Moose::Util::TypeConstUsertContributed Perl DocMoose::Util::TypeConstraints(3)NAMEMoose::Util::TypeConstraints - Type constraint system for Moose
VERSION
version 2.1005
SYNOPSIS
use Moose::Util::TypeConstraints;
subtype 'Natural',
as 'Int',
where { $_ > 0 };
subtype 'NaturalLessThanTen',
as 'Natural',
where { $_ < 10 },
message { "This number ($_) is not less than ten!" };
coerce 'Num',
from 'Str',
via { 0+$_ };
class_type 'DateTimeClass', { class => 'DateTime' };
role_type 'Barks', { role => 'Some::Library::Role::Barks' };
enum 'RGBColors', [qw(red green blue)];
union 'StringOrArray', [qw( String Array )];
no Moose::Util::TypeConstraints;
DESCRIPTION
This module provides Moose with the ability to create custom type
constraints to be used in attribute definition.
Important Caveat
This is NOT a type system for Perl 5. These are type constraints, and
they are not used by Moose unless you tell it to. No type inference is
performed, expressions are not typed, etc. etc. etc.
A type constraint is at heart a small "check if a value is valid"
function. A constraint can be associated with an attribute. This
simplifies parameter validation, and makes your code clearer to read,
because you can refer to constraints by name.
Slightly Less Important Caveat
It is always a good idea to quote your type names.

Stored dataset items

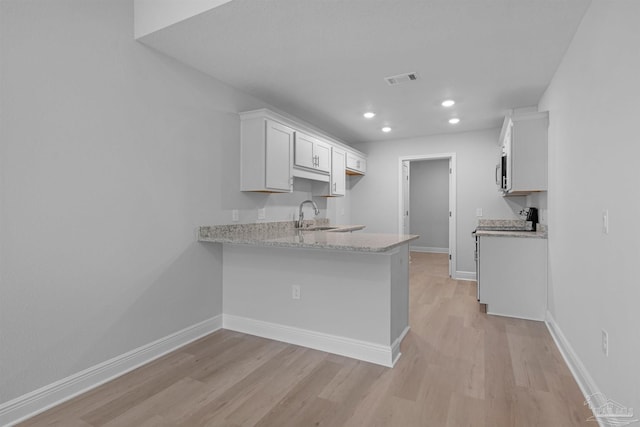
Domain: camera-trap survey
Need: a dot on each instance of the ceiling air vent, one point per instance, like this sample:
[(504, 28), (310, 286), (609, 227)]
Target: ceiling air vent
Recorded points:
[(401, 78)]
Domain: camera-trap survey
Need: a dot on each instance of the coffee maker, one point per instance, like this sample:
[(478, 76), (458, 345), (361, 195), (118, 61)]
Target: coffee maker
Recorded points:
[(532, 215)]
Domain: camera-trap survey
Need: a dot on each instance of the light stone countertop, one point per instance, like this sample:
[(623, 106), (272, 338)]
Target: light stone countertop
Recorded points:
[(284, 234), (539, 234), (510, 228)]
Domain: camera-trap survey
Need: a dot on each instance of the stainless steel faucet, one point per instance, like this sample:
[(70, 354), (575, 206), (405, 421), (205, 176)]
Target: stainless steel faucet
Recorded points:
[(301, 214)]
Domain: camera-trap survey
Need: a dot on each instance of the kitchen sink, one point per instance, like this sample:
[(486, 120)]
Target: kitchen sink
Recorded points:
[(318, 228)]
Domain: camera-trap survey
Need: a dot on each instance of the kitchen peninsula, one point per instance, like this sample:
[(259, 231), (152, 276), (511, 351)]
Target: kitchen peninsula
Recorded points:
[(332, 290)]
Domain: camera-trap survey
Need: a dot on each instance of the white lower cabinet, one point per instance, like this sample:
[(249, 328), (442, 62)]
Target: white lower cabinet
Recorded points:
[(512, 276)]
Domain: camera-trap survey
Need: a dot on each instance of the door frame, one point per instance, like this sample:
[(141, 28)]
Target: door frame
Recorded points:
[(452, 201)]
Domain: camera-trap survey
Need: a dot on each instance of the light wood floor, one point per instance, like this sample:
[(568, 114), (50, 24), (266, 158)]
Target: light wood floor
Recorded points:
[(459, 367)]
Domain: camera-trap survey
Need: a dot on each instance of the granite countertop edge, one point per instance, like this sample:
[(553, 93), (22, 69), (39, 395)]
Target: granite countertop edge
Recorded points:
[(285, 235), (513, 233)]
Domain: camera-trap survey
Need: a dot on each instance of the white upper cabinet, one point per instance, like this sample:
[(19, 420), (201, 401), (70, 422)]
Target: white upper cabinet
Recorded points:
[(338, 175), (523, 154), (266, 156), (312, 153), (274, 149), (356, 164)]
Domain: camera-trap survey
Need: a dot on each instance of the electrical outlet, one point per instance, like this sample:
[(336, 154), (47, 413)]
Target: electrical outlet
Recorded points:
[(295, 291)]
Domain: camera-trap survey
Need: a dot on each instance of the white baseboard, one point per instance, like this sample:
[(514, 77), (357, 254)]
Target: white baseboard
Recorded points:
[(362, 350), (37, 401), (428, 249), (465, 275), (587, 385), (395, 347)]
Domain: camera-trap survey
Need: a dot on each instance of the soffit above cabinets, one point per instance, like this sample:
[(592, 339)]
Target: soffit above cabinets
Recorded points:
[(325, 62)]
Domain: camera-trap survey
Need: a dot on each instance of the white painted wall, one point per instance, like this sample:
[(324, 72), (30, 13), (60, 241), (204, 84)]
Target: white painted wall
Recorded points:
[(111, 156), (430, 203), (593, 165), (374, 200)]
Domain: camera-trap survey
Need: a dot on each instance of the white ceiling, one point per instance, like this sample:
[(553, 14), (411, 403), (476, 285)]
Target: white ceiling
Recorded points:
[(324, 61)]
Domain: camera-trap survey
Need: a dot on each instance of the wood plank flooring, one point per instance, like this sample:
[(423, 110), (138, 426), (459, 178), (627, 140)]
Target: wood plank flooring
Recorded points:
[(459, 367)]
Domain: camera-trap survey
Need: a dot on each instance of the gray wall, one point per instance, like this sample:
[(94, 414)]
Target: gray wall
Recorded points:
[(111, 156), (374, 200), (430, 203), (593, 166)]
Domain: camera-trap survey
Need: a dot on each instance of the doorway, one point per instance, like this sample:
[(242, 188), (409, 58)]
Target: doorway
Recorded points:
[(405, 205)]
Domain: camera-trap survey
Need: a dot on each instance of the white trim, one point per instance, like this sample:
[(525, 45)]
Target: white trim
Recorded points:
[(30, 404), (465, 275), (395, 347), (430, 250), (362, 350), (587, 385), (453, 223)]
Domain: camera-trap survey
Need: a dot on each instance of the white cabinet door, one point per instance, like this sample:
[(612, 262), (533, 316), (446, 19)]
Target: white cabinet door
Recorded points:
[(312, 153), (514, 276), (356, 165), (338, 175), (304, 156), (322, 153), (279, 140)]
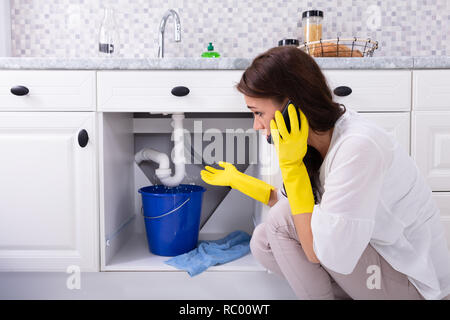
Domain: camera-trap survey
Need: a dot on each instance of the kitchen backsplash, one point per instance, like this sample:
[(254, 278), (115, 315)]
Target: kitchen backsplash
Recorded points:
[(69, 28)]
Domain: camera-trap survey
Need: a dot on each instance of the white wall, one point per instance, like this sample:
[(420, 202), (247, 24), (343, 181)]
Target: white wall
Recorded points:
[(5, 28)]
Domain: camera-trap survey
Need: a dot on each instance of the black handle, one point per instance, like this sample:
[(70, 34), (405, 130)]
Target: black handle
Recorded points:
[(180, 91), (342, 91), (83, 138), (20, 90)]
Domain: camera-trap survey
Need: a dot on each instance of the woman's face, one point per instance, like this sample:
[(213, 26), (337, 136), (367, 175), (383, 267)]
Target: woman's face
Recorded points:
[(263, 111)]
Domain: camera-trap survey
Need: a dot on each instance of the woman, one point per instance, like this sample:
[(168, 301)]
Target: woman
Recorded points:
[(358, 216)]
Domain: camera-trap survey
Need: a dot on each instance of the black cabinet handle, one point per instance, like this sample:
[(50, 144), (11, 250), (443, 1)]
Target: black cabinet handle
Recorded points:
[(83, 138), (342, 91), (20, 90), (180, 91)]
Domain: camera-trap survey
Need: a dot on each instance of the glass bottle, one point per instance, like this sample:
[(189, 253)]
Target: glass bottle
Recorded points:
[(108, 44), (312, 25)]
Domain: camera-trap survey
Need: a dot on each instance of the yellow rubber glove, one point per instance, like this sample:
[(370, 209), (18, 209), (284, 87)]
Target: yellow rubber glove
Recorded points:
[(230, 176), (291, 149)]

--

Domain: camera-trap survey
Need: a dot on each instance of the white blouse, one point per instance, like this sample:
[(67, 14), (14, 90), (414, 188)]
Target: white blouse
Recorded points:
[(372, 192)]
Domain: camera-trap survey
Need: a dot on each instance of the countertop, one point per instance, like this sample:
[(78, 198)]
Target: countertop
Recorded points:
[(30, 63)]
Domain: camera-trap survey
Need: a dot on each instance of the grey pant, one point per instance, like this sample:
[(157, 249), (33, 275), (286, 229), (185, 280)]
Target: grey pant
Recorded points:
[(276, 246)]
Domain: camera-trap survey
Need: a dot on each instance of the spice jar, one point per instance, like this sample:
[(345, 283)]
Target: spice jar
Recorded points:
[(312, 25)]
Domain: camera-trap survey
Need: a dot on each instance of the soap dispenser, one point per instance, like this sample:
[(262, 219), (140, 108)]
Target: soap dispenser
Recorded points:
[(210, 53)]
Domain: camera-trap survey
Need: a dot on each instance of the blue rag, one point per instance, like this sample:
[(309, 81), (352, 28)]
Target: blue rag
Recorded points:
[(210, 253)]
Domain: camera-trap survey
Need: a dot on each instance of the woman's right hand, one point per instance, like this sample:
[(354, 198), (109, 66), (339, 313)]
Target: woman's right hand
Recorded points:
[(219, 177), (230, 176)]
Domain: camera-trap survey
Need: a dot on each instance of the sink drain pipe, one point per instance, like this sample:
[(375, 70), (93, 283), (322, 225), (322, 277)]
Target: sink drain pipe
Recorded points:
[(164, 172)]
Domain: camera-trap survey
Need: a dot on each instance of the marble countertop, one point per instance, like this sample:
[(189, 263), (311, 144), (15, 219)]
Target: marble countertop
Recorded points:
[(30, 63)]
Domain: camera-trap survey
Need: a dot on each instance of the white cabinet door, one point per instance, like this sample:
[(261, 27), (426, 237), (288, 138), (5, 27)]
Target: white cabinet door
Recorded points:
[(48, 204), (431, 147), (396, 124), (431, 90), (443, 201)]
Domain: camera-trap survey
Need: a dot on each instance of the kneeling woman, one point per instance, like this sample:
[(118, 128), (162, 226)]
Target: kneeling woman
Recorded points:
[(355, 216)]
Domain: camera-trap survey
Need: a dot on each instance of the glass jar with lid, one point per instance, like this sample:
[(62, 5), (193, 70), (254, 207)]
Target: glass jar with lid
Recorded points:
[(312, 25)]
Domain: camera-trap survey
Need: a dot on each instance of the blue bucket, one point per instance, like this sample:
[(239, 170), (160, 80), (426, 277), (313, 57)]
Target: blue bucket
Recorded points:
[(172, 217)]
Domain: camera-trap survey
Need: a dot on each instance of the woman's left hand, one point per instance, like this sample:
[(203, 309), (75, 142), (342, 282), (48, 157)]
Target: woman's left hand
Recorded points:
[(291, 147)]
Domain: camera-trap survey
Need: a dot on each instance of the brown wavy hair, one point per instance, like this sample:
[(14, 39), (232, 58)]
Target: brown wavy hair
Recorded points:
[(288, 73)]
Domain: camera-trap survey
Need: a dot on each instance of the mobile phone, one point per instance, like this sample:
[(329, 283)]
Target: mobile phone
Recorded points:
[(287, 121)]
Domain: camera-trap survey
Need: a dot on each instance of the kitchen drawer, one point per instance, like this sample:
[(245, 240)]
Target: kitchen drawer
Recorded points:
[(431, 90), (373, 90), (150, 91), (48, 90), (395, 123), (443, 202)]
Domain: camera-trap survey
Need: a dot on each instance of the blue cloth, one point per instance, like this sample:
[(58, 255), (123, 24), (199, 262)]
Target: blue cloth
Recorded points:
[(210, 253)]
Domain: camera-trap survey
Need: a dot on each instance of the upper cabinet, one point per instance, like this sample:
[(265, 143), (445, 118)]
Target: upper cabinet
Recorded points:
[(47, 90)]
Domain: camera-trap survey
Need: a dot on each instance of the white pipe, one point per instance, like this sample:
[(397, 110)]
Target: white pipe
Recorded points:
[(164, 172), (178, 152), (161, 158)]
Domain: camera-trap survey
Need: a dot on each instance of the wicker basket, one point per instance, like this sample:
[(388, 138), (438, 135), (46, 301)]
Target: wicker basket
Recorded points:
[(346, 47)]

**What this exercise asks**
**1.** Write out the stretch of the Moose type constraints page from "function. A constraint" through "constraints by name.".
**2.** Answer these questions from the Moose type constraints page:
(a) What version number does it list?
(b) What does it say a type constraint is at heart?
(c) What does it say is always a good idea to do with type names?

**Responses in order**
**1.**
function. A constraint can be associated with an attribute. This
simplifies parameter validation, and makes your code clearer to read,
because you can refer to constraints by name.

**2.**
(a) 2.1005
(b) A small "check if a value is valid" function.
(c) Quote them.